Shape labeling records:
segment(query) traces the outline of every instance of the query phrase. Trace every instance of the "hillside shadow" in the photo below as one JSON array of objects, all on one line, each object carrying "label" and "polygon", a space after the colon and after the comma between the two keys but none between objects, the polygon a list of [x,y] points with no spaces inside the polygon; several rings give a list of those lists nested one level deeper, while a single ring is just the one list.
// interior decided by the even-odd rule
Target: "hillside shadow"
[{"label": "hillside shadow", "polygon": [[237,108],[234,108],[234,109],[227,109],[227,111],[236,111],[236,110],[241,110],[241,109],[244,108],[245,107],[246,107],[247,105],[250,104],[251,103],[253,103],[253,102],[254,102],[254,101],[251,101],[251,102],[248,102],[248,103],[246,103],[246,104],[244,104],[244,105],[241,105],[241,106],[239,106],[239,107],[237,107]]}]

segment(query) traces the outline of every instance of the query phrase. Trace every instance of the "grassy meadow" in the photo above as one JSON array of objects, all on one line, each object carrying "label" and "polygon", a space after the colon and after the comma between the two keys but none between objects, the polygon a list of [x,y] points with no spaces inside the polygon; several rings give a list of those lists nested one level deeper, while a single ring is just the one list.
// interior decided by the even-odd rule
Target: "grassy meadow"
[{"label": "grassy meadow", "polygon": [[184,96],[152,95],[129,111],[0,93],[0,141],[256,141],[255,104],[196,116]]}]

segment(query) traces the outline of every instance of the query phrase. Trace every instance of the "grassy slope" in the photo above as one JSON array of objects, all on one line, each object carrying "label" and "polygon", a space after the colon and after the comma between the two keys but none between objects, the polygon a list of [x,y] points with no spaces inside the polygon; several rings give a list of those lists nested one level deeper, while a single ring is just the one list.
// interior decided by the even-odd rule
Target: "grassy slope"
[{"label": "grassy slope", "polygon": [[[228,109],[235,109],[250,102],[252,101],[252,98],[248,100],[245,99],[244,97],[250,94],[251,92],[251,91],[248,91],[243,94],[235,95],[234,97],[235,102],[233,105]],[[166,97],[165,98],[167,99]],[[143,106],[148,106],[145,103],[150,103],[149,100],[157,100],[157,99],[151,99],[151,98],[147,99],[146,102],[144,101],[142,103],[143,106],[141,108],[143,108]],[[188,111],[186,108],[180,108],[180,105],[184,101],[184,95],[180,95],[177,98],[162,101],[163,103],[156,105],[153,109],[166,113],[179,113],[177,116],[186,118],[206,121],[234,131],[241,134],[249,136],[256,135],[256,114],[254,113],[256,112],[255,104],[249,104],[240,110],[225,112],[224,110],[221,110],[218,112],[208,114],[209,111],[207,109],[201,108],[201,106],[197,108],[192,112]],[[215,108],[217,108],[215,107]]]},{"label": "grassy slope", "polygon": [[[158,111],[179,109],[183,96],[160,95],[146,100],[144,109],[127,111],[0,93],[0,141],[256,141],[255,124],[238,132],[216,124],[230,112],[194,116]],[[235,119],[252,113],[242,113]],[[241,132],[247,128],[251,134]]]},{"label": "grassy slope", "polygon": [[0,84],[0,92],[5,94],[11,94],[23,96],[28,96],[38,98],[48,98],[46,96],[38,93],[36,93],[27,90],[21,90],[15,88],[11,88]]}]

• _What you should do_
Copy out all the entries shown above, character for character.

• _Response to this task_
segment(query) traces the outline of every instance of the query phrase. Trace every instance of the "hillside shadow" in the photo below as one JSON array of objects, all on one line, each object carrying "label" and "polygon", a space after the colon and after the comma between the two keys but none between objects, the polygon a list of [x,y] points with no spaces inside the polygon; several rings give a list of those lists nested one level deeper, while a single ring is just the one list.
// interior decided by the even-odd rule
Target: "hillside shadow"
[{"label": "hillside shadow", "polygon": [[237,108],[234,108],[234,109],[227,109],[227,111],[236,111],[236,110],[241,110],[241,109],[244,108],[245,107],[246,107],[247,105],[250,104],[251,103],[253,103],[253,102],[254,102],[254,101],[251,101],[251,102],[248,102],[248,103],[246,103],[246,104],[244,104],[244,105],[241,105],[241,106],[239,106],[239,107],[237,107]]}]

segment(query) traces the outline of every instance of the query phrase. Trace every instance of the "grassy meadow" in the photo above as one JSON array of objects, all on one line, each object carrying "label" and "polygon", a space after the colon and after the comma between the two keys but none between objects, the polygon a list of [x,y] points with no spaces inside the polygon; several rings give a list of those lists nested one level deeper, while a single ring is just the one list.
// interior decided by the even-odd rule
Target: "grassy meadow"
[{"label": "grassy meadow", "polygon": [[184,96],[152,95],[129,111],[0,93],[0,141],[256,141],[255,104],[196,116]]}]

segment(query) traces the outline of every instance of the query phrase. Trace every instance of the "grassy slope" in the photo above as one JSON array of objects, all on one line, each object carrying "label" and "polygon", a space after the colon and after the comma between the two keys but none between objects, the polygon a list of [x,y] points with no spaces inside the polygon; several rings give a list of those lists nested one level deeper, while a single ring is just the one list.
// interior decided by the even-odd rule
Target: "grassy slope"
[{"label": "grassy slope", "polygon": [[[228,109],[235,109],[250,102],[252,101],[252,98],[248,100],[245,99],[244,97],[250,94],[251,92],[251,91],[248,91],[243,94],[235,95],[234,97],[235,102],[233,105]],[[166,97],[165,98],[167,99]],[[143,106],[148,106],[145,103],[150,103],[149,100],[157,100],[157,99],[151,99],[151,98],[147,99],[146,102],[144,101],[142,103],[143,106],[141,108],[143,108]],[[188,111],[186,108],[180,108],[180,105],[184,101],[184,95],[180,95],[177,98],[162,101],[163,103],[156,105],[153,109],[166,113],[179,113],[177,116],[186,118],[206,121],[234,131],[241,134],[249,136],[256,135],[256,114],[254,113],[256,112],[255,104],[249,104],[240,110],[225,112],[224,110],[221,110],[218,112],[208,114],[209,111],[207,109],[201,108],[201,106],[197,108],[192,112]],[[215,108],[217,108],[215,107]]]},{"label": "grassy slope", "polygon": [[[158,111],[179,109],[183,96],[160,95],[146,100],[144,109],[127,111],[0,93],[0,141],[256,141],[255,124],[238,132],[216,124],[230,112],[194,116]],[[235,119],[252,113],[242,113]],[[241,132],[247,128],[251,134]]]},{"label": "grassy slope", "polygon": [[0,84],[0,92],[5,94],[11,94],[23,96],[28,96],[38,98],[48,98],[46,96],[38,93],[36,93],[27,90],[21,90],[15,88],[11,88]]}]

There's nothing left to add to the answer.